— Start —
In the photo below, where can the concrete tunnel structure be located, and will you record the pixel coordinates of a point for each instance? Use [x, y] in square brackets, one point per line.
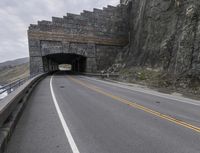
[89, 42]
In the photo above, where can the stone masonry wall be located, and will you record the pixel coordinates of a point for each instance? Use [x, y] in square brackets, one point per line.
[87, 34]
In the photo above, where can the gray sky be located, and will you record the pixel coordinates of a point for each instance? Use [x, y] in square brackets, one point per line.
[16, 15]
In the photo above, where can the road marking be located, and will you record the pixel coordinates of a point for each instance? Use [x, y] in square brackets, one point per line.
[149, 92]
[137, 106]
[64, 124]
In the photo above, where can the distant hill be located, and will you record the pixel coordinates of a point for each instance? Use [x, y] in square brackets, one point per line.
[14, 62]
[13, 70]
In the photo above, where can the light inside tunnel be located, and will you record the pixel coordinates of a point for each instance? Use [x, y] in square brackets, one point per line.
[65, 67]
[53, 62]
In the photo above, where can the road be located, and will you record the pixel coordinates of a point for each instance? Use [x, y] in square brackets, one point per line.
[77, 114]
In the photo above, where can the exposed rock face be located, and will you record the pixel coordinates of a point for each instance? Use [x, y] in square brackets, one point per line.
[165, 34]
[157, 34]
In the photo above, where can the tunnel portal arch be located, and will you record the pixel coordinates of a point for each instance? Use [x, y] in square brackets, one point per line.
[51, 62]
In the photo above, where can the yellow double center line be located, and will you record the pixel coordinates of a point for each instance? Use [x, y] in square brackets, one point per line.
[140, 107]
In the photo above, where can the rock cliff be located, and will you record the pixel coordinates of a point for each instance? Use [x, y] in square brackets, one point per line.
[164, 35]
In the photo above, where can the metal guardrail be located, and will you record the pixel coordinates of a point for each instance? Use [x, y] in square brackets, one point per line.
[8, 88]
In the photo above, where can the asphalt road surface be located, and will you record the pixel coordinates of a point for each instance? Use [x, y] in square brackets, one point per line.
[77, 114]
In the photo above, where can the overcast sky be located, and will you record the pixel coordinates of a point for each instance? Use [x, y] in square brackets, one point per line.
[16, 15]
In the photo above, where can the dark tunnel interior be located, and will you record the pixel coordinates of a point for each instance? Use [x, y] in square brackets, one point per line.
[78, 62]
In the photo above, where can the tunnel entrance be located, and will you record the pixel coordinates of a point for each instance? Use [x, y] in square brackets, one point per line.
[77, 62]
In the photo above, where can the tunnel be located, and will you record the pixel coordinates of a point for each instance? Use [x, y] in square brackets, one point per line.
[78, 62]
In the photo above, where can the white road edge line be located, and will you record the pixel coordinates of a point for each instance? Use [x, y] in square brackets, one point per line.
[64, 124]
[151, 92]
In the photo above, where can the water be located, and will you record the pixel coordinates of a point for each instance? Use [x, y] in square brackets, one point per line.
[3, 95]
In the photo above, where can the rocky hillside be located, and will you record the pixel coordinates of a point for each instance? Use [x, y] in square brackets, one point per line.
[13, 70]
[164, 38]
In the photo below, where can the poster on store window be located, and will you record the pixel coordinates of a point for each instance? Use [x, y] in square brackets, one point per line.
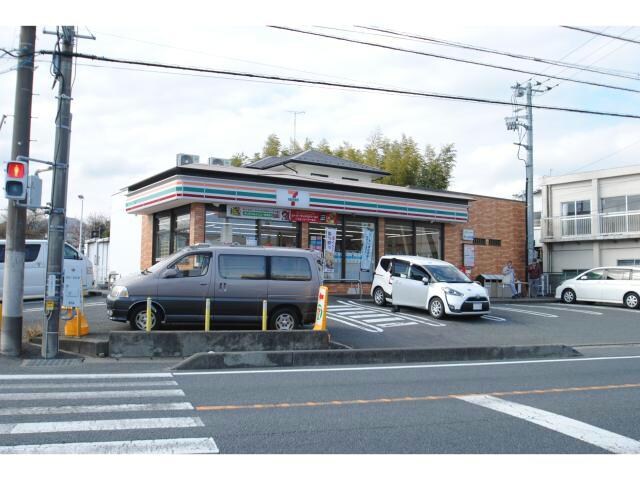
[329, 249]
[366, 254]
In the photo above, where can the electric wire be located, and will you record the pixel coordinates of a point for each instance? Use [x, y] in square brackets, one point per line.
[454, 59]
[278, 78]
[594, 32]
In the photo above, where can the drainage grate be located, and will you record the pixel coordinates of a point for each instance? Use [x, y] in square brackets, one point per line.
[52, 362]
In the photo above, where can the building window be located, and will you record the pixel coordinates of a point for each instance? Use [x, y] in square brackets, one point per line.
[355, 231]
[427, 240]
[398, 237]
[170, 232]
[278, 234]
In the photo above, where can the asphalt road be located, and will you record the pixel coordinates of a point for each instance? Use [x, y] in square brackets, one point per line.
[553, 406]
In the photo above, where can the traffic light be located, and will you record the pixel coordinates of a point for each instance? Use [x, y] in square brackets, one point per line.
[16, 180]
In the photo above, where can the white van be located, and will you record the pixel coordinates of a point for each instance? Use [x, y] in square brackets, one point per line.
[434, 285]
[35, 267]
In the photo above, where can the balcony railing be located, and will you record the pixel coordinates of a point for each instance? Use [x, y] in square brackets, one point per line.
[590, 226]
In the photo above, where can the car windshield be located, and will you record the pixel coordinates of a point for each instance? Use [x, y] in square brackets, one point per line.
[447, 273]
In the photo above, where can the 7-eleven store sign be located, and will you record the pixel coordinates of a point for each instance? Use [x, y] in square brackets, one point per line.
[292, 198]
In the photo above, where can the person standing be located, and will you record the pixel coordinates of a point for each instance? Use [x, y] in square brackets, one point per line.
[509, 277]
[535, 272]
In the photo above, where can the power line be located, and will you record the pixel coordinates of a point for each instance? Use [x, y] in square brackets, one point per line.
[335, 84]
[558, 63]
[624, 39]
[454, 59]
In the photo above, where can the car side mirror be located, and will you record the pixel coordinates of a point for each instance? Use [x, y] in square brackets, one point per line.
[170, 273]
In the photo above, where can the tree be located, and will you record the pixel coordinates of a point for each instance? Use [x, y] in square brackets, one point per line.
[272, 146]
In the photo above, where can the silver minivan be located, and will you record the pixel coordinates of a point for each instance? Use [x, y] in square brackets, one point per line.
[236, 279]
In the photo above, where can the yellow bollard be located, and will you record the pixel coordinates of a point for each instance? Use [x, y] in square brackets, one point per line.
[148, 326]
[207, 315]
[264, 315]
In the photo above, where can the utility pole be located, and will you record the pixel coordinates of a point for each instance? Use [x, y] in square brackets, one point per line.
[63, 64]
[11, 334]
[295, 116]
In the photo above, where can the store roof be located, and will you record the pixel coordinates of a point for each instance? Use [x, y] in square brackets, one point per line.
[314, 157]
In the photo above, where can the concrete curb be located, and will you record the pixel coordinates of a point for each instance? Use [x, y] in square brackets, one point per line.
[306, 358]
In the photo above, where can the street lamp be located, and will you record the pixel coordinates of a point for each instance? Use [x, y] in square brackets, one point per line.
[81, 197]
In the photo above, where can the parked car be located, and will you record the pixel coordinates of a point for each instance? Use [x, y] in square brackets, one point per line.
[35, 266]
[434, 285]
[236, 279]
[607, 284]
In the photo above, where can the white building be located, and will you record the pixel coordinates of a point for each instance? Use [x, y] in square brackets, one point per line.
[591, 219]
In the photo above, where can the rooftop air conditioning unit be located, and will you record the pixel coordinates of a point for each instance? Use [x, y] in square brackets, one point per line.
[186, 159]
[220, 162]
— End —
(What is expected): Could you rewrite the records above with every "pixel coordinates" changed to "image coordinates" and everything else left as it is, omitting the pictures?

(Result for this task):
In the photo below, where can the concrete tunnel structure be located, and will you record the image coordinates of a point for each instance? Use [x, y] in square brackets, one point per line.
[89, 42]
In the photo above, where can the stone masonry wall be located, and will you record the image coordinates of a point for each instance? Use [x, y] in square brackets, one point per line.
[87, 34]
In the photo above, where can the gray sky be located, and will you record the image coordinates of a point for each instance? Use [x, y] in square brackets, one point per line.
[16, 15]
In the photo above, where can the road marking be located, and will you record the image coordinates of a point for each instance? Use [x, y] in square brackets, one point per line.
[149, 92]
[137, 106]
[64, 124]
In the photo above, where can the distant hill be located, and will you record the image coordinates of a point for each instance? Use [x, y] in square brackets, one point per line.
[14, 62]
[13, 70]
In the photo above, where can the light inside tunnel be located, and will you record the image coordinates of a point for each instance? Use [x, y] in square brackets, one point per line.
[65, 67]
[53, 62]
In the photo above, where can the road be located, and will you record the image coordinates of a point for each instance? Use [x, y] in square brackets, one point per line.
[77, 114]
In the photo above, where can the exposed rock face be located, and will you record the image coordinates of a point for each instance? Use [x, y] in square brackets, one point per line.
[165, 34]
[157, 34]
In the photo above, where can the tunnel portal arch be located, and will you record the image coordinates of a point for each instance? Use [x, y] in square brackets, one point per line.
[51, 62]
In the photo above, where can the yellow double center line be located, and will you record the image coordinates of a point for each instance? Use [x, y] in square brackets, one point per line.
[140, 107]
In the photo above, where can the rock cliff be located, and will you record the image coordinates of a point for each instance? Use [x, y] in square brackets, one point per line.
[164, 35]
In the photo above, where can the metal guardrail be located, and will you record the image coordinates of a point for each instance? Use [x, y] in square brackets, one point per line.
[8, 88]
In the photo above, where can the asphalt road surface be located, and will you record the image coordinates of a point for each instance? Use [x, y] in square brackets, one point per line.
[77, 114]
In the photo above, where can the overcast sky be located, and will you record the image coordinates of a point for each instance? Use [x, y] in square brackets, one point per line.
[16, 15]
In the photo above, where can the dark tunnel interior be located, and will you record the image coordinates of a point for each instance? Use [x, y] in square brackets, one point per line.
[78, 62]
In the photo above, where can the tunnel entrance be located, and will you record the image coordinates of a point for each instance? Use [x, y] in square brackets, one point per line.
[77, 62]
In the photo above, where can the tunnel be located, and will you record the image coordinates of a point for each instance? Use [x, y] in square brackets, one point per line.
[78, 62]
In the photo above, where can the white road edge line be located, and will you record the image coordinates of a point for each instance? Use [x, y] in square brackets, one point per line.
[64, 124]
[151, 92]
In the photo above, where can the water be located, and will you record the image coordinates of a point for each instance? Use [x, y] in square brackets, one point per line.
[3, 95]
In the photo above, where can the rocky hillside be located, and will you record the image coordinates of a point for each instance? Use [x, y] in square brackets, one point per line.
[13, 70]
[164, 38]
In the photo below, where can the poster on store window be located, and will you record the image coordinates of a point for each instance? Use [x, y] in square brackets, one point per line.
[329, 249]
[366, 254]
In the photo above, where can the electric wire be located, and will you record the image coordinates of a point for each instance? Use [x, y] in square brackets, one point per line.
[454, 59]
[278, 78]
[594, 32]
In the photo above, where can the drainage grate be located, and will you record the image coordinates of a point for each instance? Use [x, y] in square brackets, one point per line.
[52, 362]
In the photo above, where can the building window be located, and will you record the image coordinates of a point for each instance? Use [x, y] in square brackets, one point per line.
[355, 231]
[427, 240]
[398, 237]
[170, 232]
[278, 234]
In the photo above, where can the asphalt road be located, and will you record the image coordinates of a point for each instance? Use [x, y] in square brackets, one point per line.
[553, 406]
In the photo above, where can the traffic light be located, and will you record the image coordinates of a point for each instance? Use [x, y] in square brackets, one point per line.
[16, 180]
In the photo above, where can the white van be located, and will you record the image coordinates of a point for each instance? Use [x, y] in square brackets, one point per line.
[434, 285]
[35, 267]
In the photo above, where can the balcony railing be located, and will you record the image coordinates of a point for each instance? Use [x, y] in square brackets, one point per line.
[590, 226]
In the photo above, where can the car windshield be located, and will you record the image coordinates of a point for each instance? Use [x, y] in square brackets, one point per line.
[447, 273]
In the photo above, where can the 7-eleven store sign be located, and will you record the image coordinates of a point for each instance? Use [x, y] in square brackets, one point per line.
[292, 198]
In the photo above, where can the person standing be located, and will you record the image coordinates of a point for each instance? Use [x, y] in square brackets, one point per line.
[509, 277]
[535, 272]
In the photo above, where can the power line be located, and will you record the image coordinates of a point for each instance? Use [x, y] in square brackets, one point per line.
[335, 84]
[558, 63]
[624, 39]
[454, 59]
In the photo above, where can the car side mirror be located, and will you record the image coordinates of a point for each instance? Use [x, y] in square brackets, one point per line.
[170, 273]
In the photo above, where can the tree be located, and will you record the image coordinates of a point for each instance? Use [x, y] in square brackets, one point per line.
[272, 146]
In the photo above, where can the silver minivan be located, and will you record the image coordinates of a point for each instance? Use [x, y] in square brackets, one point per line.
[236, 279]
In the photo above, where can the yellow bollard be located, and will you record the image coordinates of a point for each instance? Use [x, y] in square brackets, one point per line.
[148, 326]
[207, 315]
[264, 315]
In the photo above, where can the utility pole be located, and will you record the image coordinates of a point for each instance? Use [x, y] in square brackets, one point per line.
[63, 64]
[11, 334]
[295, 116]
In the photo above, where can the store roof be located, and will you record the image coordinates of a point for each instance? Use [x, y] in square brackets, one point per line.
[314, 157]
In the photo above, where can the concrete curb be located, and will you record the image coordinates of a point for each instance? Use [x, y] in square brackets, one point per line.
[306, 358]
In the photo above, where can the street lamp be located, and will you record the image coordinates of a point for each instance? Use [x, y] in square brackets, one point per line.
[81, 197]
In the photo above, where can the parked car be located, and will you record the image coordinates of a point for each instance? Use [x, y] in square brackets, one point per line.
[35, 266]
[434, 285]
[236, 279]
[607, 284]
In the photo above, where can the white building be located, and will you record the image coordinates of a point for each instance? Use [x, y] in square brackets, one point per line.
[591, 219]
In the photo above, where can the rooftop air conditioning unit be located, and will you record the image coordinates of a point for each instance? Use [x, y] in square brackets, one point per line.
[186, 159]
[220, 162]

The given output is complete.